Required action
Scan the lines below for "display" and copy the matches.

=====

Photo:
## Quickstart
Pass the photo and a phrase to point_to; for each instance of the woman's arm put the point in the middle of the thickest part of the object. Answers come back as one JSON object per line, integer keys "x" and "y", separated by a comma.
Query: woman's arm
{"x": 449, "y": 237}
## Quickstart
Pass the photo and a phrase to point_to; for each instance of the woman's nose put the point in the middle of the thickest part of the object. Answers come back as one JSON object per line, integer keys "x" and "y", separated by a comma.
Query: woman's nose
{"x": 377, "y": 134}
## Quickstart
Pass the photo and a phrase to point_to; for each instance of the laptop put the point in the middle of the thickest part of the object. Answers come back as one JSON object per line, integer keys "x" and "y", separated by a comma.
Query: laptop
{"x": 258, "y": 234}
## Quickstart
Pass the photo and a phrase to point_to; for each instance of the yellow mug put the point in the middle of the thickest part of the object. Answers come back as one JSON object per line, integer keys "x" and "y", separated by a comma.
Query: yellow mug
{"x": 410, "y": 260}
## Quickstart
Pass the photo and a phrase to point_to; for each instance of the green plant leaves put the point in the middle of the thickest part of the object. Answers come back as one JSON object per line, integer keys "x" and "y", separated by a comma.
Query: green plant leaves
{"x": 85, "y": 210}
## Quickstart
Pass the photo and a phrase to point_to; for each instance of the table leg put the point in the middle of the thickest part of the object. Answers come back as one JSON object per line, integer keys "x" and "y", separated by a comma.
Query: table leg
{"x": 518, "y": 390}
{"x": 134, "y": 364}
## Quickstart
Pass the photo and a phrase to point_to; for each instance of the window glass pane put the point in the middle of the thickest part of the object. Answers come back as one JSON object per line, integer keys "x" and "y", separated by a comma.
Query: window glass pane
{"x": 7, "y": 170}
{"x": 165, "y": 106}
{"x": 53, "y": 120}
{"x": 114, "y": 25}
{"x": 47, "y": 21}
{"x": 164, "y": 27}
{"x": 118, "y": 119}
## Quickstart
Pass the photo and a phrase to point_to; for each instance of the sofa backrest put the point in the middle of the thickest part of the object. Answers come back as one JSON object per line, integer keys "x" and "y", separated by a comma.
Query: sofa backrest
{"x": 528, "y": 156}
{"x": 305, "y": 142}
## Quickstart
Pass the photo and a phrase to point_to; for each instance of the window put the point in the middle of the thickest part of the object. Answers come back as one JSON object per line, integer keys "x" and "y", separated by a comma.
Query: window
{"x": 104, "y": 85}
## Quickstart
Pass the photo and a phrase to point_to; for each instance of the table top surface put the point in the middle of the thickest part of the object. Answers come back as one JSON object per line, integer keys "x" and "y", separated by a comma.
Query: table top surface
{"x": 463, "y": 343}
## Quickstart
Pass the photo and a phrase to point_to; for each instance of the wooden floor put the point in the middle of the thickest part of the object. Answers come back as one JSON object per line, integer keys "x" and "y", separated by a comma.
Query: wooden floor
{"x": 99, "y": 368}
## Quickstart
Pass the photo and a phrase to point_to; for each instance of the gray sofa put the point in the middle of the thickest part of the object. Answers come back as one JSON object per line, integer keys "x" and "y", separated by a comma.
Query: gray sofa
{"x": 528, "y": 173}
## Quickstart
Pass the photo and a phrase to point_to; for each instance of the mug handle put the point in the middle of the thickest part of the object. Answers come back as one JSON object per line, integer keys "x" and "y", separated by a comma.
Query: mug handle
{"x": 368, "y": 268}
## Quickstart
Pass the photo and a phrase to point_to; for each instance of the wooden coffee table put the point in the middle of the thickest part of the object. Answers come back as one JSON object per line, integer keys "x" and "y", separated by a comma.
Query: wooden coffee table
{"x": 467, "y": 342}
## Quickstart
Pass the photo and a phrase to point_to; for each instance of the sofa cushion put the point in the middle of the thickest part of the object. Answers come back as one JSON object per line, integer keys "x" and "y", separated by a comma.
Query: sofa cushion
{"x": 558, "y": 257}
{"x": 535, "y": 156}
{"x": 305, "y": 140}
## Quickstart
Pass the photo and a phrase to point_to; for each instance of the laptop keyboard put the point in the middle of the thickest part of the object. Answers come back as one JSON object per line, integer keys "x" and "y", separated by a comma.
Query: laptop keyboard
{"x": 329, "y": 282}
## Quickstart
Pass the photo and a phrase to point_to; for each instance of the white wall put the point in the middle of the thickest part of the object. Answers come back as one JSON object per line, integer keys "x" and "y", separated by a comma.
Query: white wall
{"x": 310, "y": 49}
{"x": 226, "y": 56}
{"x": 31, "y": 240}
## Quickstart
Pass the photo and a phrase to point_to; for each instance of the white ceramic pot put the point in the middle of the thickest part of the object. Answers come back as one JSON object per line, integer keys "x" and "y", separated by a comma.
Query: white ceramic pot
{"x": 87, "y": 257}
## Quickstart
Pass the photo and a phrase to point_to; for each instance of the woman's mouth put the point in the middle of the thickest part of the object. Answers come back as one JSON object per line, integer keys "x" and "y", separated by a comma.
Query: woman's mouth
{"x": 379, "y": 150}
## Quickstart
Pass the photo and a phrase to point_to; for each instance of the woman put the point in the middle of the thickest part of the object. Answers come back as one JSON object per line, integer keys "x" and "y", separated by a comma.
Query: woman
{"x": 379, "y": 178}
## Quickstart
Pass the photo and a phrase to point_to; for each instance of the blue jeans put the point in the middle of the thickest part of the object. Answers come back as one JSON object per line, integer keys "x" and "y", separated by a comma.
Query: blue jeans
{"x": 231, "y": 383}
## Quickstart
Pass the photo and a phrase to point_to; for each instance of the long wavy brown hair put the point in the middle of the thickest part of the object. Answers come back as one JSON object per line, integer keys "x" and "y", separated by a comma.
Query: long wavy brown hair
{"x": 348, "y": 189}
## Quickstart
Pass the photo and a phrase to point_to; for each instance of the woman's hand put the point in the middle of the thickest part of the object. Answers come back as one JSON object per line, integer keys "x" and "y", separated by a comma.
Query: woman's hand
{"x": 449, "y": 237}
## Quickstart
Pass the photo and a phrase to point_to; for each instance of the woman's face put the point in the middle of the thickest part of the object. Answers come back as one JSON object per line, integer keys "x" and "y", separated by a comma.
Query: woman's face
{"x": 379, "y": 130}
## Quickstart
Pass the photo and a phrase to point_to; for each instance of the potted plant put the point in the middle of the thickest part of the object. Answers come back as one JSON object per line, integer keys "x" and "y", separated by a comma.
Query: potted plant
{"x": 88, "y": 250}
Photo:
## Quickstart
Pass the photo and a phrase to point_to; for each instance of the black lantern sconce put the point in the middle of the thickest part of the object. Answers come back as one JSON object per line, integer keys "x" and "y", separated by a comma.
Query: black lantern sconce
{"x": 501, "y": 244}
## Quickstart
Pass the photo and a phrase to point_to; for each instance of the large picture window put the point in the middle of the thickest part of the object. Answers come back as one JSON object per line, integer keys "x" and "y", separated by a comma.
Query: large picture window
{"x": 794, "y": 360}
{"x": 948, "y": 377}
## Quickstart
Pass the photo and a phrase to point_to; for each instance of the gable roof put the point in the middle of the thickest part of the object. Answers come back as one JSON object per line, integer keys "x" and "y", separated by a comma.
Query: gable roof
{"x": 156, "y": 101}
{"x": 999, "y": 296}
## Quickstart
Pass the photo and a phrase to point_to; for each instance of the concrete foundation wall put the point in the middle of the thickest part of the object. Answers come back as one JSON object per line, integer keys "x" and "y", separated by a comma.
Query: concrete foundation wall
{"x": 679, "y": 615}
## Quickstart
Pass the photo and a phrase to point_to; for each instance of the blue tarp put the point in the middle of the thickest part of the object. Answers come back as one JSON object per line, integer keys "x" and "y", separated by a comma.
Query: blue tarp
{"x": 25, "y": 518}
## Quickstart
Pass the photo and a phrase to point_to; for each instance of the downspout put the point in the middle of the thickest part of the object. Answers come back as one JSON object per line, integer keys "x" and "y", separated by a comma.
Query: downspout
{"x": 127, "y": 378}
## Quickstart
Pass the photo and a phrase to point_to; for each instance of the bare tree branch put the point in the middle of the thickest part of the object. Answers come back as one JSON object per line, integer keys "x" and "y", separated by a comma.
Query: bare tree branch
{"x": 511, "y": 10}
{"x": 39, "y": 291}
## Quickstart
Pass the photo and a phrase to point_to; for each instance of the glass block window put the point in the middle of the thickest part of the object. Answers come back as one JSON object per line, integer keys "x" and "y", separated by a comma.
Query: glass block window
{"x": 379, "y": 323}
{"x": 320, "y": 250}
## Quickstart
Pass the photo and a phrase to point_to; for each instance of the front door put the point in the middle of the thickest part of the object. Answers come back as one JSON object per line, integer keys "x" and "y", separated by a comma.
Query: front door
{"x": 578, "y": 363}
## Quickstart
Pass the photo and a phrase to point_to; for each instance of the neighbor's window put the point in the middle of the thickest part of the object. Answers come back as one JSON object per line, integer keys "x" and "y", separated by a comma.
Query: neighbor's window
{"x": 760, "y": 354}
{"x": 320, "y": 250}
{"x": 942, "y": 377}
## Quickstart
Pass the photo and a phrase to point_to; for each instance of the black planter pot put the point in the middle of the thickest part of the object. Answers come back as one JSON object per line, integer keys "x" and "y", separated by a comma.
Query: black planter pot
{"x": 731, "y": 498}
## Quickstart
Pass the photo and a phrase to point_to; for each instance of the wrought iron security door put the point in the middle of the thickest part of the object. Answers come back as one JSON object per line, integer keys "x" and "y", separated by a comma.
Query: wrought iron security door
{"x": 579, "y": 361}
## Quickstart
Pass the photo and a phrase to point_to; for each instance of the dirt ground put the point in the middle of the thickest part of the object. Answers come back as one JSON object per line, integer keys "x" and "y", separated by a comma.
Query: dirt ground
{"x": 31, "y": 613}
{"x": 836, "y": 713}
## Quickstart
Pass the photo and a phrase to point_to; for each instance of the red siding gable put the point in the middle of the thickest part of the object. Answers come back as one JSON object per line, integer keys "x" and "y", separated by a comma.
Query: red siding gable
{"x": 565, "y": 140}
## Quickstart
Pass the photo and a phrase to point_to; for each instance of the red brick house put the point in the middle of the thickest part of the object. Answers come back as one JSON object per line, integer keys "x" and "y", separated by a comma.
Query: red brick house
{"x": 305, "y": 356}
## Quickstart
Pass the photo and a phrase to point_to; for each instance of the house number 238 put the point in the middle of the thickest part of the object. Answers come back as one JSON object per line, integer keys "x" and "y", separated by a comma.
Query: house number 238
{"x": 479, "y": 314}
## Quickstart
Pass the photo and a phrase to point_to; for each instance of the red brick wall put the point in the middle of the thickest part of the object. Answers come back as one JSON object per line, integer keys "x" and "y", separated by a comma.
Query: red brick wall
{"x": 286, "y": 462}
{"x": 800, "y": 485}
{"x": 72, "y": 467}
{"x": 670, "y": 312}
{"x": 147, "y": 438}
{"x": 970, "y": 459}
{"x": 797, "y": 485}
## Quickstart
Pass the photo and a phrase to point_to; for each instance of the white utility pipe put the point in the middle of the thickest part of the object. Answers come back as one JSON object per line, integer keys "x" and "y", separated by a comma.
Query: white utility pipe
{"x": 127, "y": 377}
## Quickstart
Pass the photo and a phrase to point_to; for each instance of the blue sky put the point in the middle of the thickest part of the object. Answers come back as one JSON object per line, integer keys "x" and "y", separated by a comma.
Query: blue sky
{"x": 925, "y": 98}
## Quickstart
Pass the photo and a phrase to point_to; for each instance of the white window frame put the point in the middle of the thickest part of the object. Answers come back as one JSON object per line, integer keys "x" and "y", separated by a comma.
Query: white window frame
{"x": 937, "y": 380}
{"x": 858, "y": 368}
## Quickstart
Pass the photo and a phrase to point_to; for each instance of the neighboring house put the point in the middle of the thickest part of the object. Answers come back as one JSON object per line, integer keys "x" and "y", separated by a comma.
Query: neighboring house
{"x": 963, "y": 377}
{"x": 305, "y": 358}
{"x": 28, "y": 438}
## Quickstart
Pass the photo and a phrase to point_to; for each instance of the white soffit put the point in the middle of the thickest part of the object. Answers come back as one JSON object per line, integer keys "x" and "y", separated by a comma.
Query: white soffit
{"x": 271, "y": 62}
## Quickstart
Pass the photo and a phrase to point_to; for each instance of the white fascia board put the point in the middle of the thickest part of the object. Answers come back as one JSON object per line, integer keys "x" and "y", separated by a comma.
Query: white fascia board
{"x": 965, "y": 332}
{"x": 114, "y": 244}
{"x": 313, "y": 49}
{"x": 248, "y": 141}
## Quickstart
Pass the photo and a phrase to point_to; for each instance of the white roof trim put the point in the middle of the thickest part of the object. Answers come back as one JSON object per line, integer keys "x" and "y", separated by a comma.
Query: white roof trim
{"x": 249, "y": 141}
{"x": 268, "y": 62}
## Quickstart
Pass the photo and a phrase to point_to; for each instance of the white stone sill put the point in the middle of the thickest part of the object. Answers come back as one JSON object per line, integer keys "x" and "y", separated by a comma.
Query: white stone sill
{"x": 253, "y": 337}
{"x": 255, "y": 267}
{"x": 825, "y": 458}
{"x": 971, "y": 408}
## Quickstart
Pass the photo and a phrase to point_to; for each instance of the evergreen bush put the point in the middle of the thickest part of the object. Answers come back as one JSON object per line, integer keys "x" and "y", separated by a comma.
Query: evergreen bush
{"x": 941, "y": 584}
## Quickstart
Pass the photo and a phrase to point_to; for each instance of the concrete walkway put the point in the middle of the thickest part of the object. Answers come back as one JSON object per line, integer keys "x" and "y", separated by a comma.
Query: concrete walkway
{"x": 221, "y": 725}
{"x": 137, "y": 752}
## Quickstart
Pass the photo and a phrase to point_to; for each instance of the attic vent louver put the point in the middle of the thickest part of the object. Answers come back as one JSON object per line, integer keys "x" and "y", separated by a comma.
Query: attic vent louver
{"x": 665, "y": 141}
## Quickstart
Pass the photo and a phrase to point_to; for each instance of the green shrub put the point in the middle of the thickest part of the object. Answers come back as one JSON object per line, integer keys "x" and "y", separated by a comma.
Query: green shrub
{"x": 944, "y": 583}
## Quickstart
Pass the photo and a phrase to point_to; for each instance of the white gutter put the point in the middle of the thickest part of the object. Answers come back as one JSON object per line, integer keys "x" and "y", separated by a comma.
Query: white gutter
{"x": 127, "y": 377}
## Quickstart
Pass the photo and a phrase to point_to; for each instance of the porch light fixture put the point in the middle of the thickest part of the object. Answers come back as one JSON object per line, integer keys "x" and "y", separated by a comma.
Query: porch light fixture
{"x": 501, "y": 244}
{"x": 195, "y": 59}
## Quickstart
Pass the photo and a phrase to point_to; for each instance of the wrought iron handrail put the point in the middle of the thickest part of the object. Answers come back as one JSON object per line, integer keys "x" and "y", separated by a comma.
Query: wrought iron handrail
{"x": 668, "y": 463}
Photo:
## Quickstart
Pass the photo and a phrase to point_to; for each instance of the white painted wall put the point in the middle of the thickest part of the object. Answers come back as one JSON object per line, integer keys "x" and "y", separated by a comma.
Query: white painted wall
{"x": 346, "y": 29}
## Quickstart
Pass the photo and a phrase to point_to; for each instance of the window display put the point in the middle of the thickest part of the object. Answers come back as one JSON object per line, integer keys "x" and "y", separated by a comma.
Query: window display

=====

Problem solution
Pass the photo and a phrase to point_to; for each instance of the window display put the point in the middle of the thickest part of the object. Answers come back as one JSON object per line, integer keys "x" and "y", separated by a comma.
Query: window display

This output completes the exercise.